STATED PROBLEM
Begin at the line that has "bmw headlight, that" and stop after the last of the rows below, then write only those lines again, requests included, scaling every polygon point coordinate in the answers by 1.2 and rounding each to a whole number, with halves going up. Leave the pictures out.

PROVIDED RECORDS
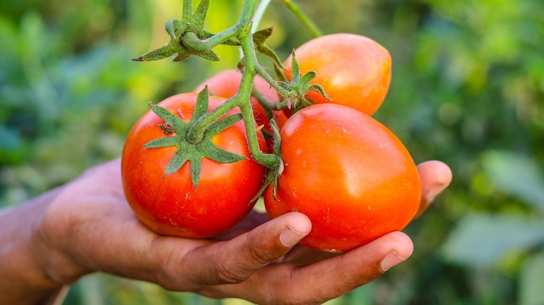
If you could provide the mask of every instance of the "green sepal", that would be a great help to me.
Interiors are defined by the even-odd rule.
[[[278,84],[281,86],[282,88],[289,91],[289,95],[284,97],[288,102],[291,101],[292,102],[292,112],[312,104],[312,103],[305,97],[306,94],[310,91],[317,91],[326,100],[332,100],[325,93],[325,90],[321,85],[317,84],[310,84],[317,75],[317,73],[315,71],[308,71],[303,75],[301,75],[300,65],[299,65],[299,61],[296,60],[296,56],[295,55],[294,51],[293,51],[291,57],[291,71],[292,74],[291,75],[290,82],[288,82],[284,76],[283,79],[280,79],[280,80],[278,81]],[[283,75],[281,71],[277,68],[276,74],[282,76]],[[288,103],[287,104],[289,105],[289,104]]]
[[[266,175],[266,179],[264,180],[264,183],[262,185],[261,189],[259,190],[255,197],[251,199],[251,201],[255,201],[259,199],[259,198],[263,194],[263,193],[264,193],[271,183],[273,183],[273,185],[272,186],[272,195],[274,199],[278,201],[278,198],[276,197],[278,180],[281,176],[281,174],[284,170],[284,164],[283,160],[282,160],[281,152],[282,142],[281,136],[280,135],[280,127],[278,126],[278,123],[275,122],[274,118],[270,120],[270,127],[272,130],[272,132],[273,132],[273,136],[274,141],[273,146],[273,153],[276,157],[276,162],[272,168],[269,169],[268,175]]]
[[[291,54],[291,83],[295,84],[301,78],[301,68],[299,65],[299,61],[294,54],[294,50]]]
[[[170,57],[178,53],[177,47],[173,40],[154,50],[149,51],[138,57],[130,58],[133,61],[152,61]]]
[[[241,114],[230,115],[212,123],[204,132],[204,138],[199,143],[192,144],[187,141],[187,134],[190,127],[208,112],[209,97],[209,93],[206,86],[198,94],[195,110],[189,122],[184,122],[177,115],[162,106],[149,103],[151,110],[165,121],[165,124],[173,128],[174,132],[167,136],[147,142],[144,146],[144,148],[176,147],[177,150],[166,166],[163,178],[167,175],[178,171],[188,161],[190,163],[191,182],[195,190],[200,180],[202,159],[207,157],[220,163],[233,163],[247,159],[244,156],[220,148],[213,141],[214,136],[241,120]]]
[[[310,85],[308,88],[310,88],[310,91],[319,92],[327,100],[333,100],[333,99],[329,97],[329,96],[325,93],[325,89],[324,89],[323,87],[318,84],[312,84]]]
[[[280,67],[274,63],[274,72],[275,72],[275,76],[280,81],[287,83],[287,79],[285,78],[285,75],[283,75],[283,72],[280,70]]]
[[[264,43],[264,42],[266,41],[266,40],[269,39],[272,35],[273,29],[274,26],[272,26],[253,33],[252,38],[253,43],[255,45],[255,51],[263,55],[266,55],[270,57],[273,61],[274,61],[275,64],[277,64],[283,70],[287,70],[287,68],[283,65],[283,63],[282,63],[282,61],[280,59],[280,57],[278,56],[278,54],[270,47]]]

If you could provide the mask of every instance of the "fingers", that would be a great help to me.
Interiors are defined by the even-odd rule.
[[[285,255],[311,230],[308,217],[289,213],[228,242],[216,242],[187,253],[181,265],[195,288],[240,283]]]
[[[414,218],[425,212],[442,191],[451,182],[452,173],[449,166],[440,161],[426,161],[418,165],[421,179],[421,201]]]
[[[393,232],[311,265],[271,264],[240,284],[216,288],[257,304],[322,304],[375,279],[413,251],[408,236]]]

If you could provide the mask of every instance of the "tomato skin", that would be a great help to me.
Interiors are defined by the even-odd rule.
[[[319,84],[333,100],[311,91],[306,98],[312,104],[343,104],[372,116],[389,90],[391,57],[375,40],[359,35],[336,33],[312,39],[295,49],[301,73],[317,72],[310,84]],[[290,81],[291,57],[284,65]],[[289,116],[290,111],[287,111]]]
[[[343,252],[400,230],[419,206],[416,164],[400,141],[366,114],[335,104],[315,104],[281,131],[285,170],[275,201],[264,194],[271,218],[300,212],[312,221],[301,242]]]
[[[240,86],[240,82],[242,80],[242,73],[238,70],[227,70],[222,71],[211,77],[202,81],[197,86],[194,92],[200,92],[207,85],[210,93],[221,96],[223,97],[231,97],[237,92]],[[262,77],[255,77],[253,85],[271,102],[278,101],[278,92],[270,84]],[[253,115],[255,117],[255,122],[258,125],[264,125],[263,130],[269,134],[273,134],[272,130],[270,127],[270,122],[264,113],[262,106],[254,97],[251,97],[251,107],[253,109]],[[281,128],[287,117],[282,111],[273,111],[273,114],[275,116],[275,121],[278,127]],[[271,151],[272,139],[266,139],[269,150]]]
[[[188,121],[197,95],[179,94],[159,104],[174,114],[181,110],[183,120]],[[211,96],[209,109],[225,100]],[[239,111],[229,114],[234,112]],[[265,168],[250,157],[243,121],[218,134],[213,143],[248,159],[221,164],[204,158],[196,191],[191,182],[190,162],[163,178],[166,166],[177,148],[143,148],[151,140],[169,136],[158,126],[163,123],[150,110],[135,124],[127,137],[121,157],[121,177],[128,203],[144,224],[161,234],[206,238],[225,232],[252,208],[255,202],[250,201],[262,185],[265,172]],[[264,150],[266,144],[260,132],[257,138]]]

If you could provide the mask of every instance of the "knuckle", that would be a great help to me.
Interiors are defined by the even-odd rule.
[[[236,264],[230,260],[220,260],[215,268],[217,271],[216,278],[220,284],[236,284],[243,281],[246,274]]]

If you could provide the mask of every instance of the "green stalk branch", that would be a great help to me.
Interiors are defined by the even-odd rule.
[[[201,40],[197,34],[192,32],[188,32],[181,37],[181,42],[183,45],[190,49],[198,52],[204,52],[211,49],[225,41],[236,37],[240,32],[239,24],[236,24],[213,35],[209,38]]]
[[[264,70],[264,68],[259,65],[255,67],[255,70],[257,73],[265,81],[266,81],[266,82],[269,83],[270,86],[272,86],[272,88],[275,89],[275,91],[278,91],[278,93],[280,93],[282,96],[285,97],[289,96],[289,92],[280,86],[280,84],[278,84],[278,81],[276,81],[275,79],[274,79],[266,71]]]

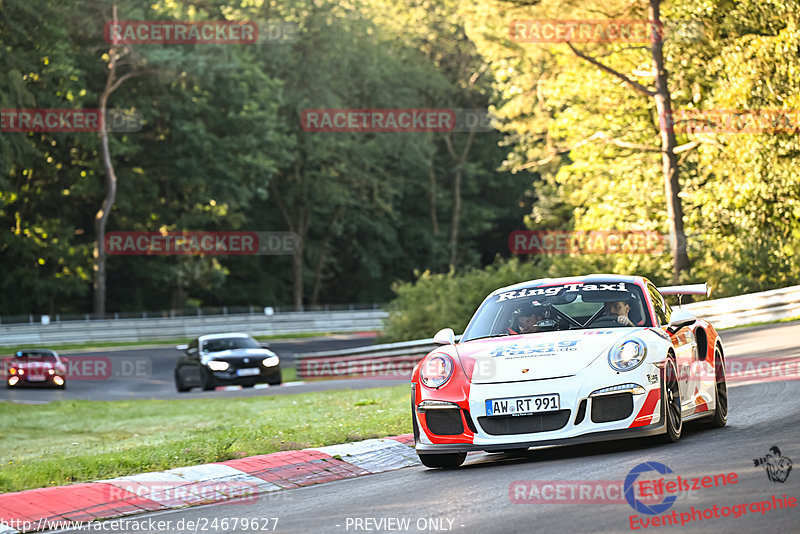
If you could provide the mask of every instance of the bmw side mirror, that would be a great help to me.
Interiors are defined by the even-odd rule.
[[[456,334],[452,328],[442,328],[433,336],[433,342],[437,345],[455,345]]]

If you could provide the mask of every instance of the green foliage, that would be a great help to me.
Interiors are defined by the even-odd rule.
[[[397,298],[390,306],[384,336],[389,341],[420,339],[433,337],[445,327],[461,333],[489,293],[503,286],[541,278],[544,272],[540,265],[512,259],[460,273],[454,270],[417,273],[413,283],[394,285]]]

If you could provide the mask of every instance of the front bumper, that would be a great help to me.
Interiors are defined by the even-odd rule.
[[[640,369],[627,373],[610,369],[598,372],[598,369],[594,369],[563,378],[471,384],[468,399],[453,401],[453,407],[458,408],[466,423],[460,435],[441,435],[441,431],[440,434],[434,433],[431,426],[438,430],[437,425],[427,424],[427,413],[420,411],[419,405],[415,406],[416,449],[424,453],[497,451],[662,434],[666,429],[661,382],[658,365],[645,363]],[[641,388],[640,393],[629,394],[629,401],[623,399],[621,394],[598,393],[604,388],[629,383]],[[489,399],[554,393],[560,397],[558,412],[516,417],[490,417],[486,414],[485,403]],[[610,404],[605,402],[612,397],[616,398]],[[445,399],[440,397],[440,400]],[[620,404],[629,404],[624,410],[604,408],[613,405],[615,400],[624,401]],[[455,409],[450,413],[455,414]],[[611,416],[608,416],[609,413]],[[504,431],[504,428],[508,430]]]
[[[277,382],[281,378],[281,366],[262,367],[257,375],[238,376],[236,369],[225,371],[211,371],[214,381],[221,386],[240,386],[261,384],[264,382]]]

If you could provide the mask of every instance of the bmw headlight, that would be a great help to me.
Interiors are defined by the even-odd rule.
[[[608,353],[608,365],[615,371],[630,371],[642,363],[647,356],[647,345],[637,338],[617,343]]]
[[[264,367],[275,367],[276,365],[278,365],[280,363],[280,361],[281,360],[277,356],[270,356],[269,358],[264,358],[264,360],[262,360],[261,364]]]
[[[443,386],[453,374],[453,359],[447,354],[427,356],[419,368],[422,384],[429,388]]]
[[[230,367],[228,362],[221,362],[219,360],[211,360],[208,362],[208,368],[212,371],[224,371],[228,367]]]

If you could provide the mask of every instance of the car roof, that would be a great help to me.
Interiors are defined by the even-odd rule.
[[[50,349],[20,349],[14,353],[15,356],[58,356],[58,353]]]
[[[228,332],[225,334],[206,334],[197,338],[198,341],[208,341],[210,339],[228,339],[231,337],[250,337],[249,334],[242,332]]]
[[[584,276],[568,276],[563,278],[539,278],[537,280],[528,280],[527,282],[520,282],[511,286],[501,287],[495,289],[489,295],[494,296],[506,291],[515,291],[523,287],[541,287],[541,286],[558,286],[564,284],[577,284],[577,283],[593,283],[593,282],[627,282],[629,284],[640,284],[644,279],[641,276],[630,276],[622,274],[587,274]]]

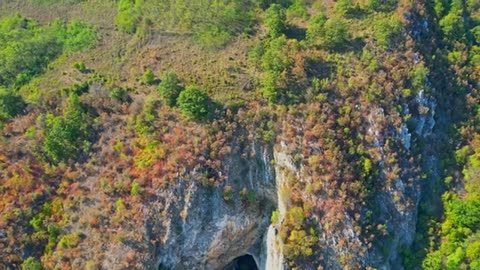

SOLUTION TO THIS TASK
If you could provide the mask of every instance of the bmw headlight, that would be a great help to me.
Interiors are defined by the even-odd rule.
[[[730,424],[730,438],[738,445],[756,445],[770,436],[776,427],[776,414],[764,406],[740,412]]]
[[[317,440],[330,440],[331,438],[334,438],[336,436],[336,433],[337,432],[332,427],[324,427],[323,430],[317,430],[317,432],[314,432],[313,437]]]
[[[532,463],[544,449],[544,431],[536,425],[512,427],[503,442],[506,461],[515,466]]]
[[[276,440],[274,434],[265,434],[263,432],[253,432],[250,434],[250,442],[254,445],[269,445],[274,440]]]

If you could provide the mask of every instance of the car roof, that would be a great help to me.
Interiors are defined by the even-odd rule.
[[[60,419],[24,419],[17,424],[18,427],[70,427],[70,424]]]
[[[274,398],[270,401],[247,401],[236,406],[238,409],[250,409],[252,407],[274,407],[277,404],[300,404],[299,401],[290,398]]]
[[[701,331],[682,331],[676,334],[647,334],[644,336],[634,336],[632,338],[624,338],[613,343],[601,344],[594,347],[587,354],[593,355],[607,349],[618,349],[628,344],[649,344],[649,343],[670,343],[677,341],[692,341],[692,340],[712,340],[712,338],[752,338],[755,341],[768,341],[773,335],[769,331],[756,331],[746,329],[704,329]]]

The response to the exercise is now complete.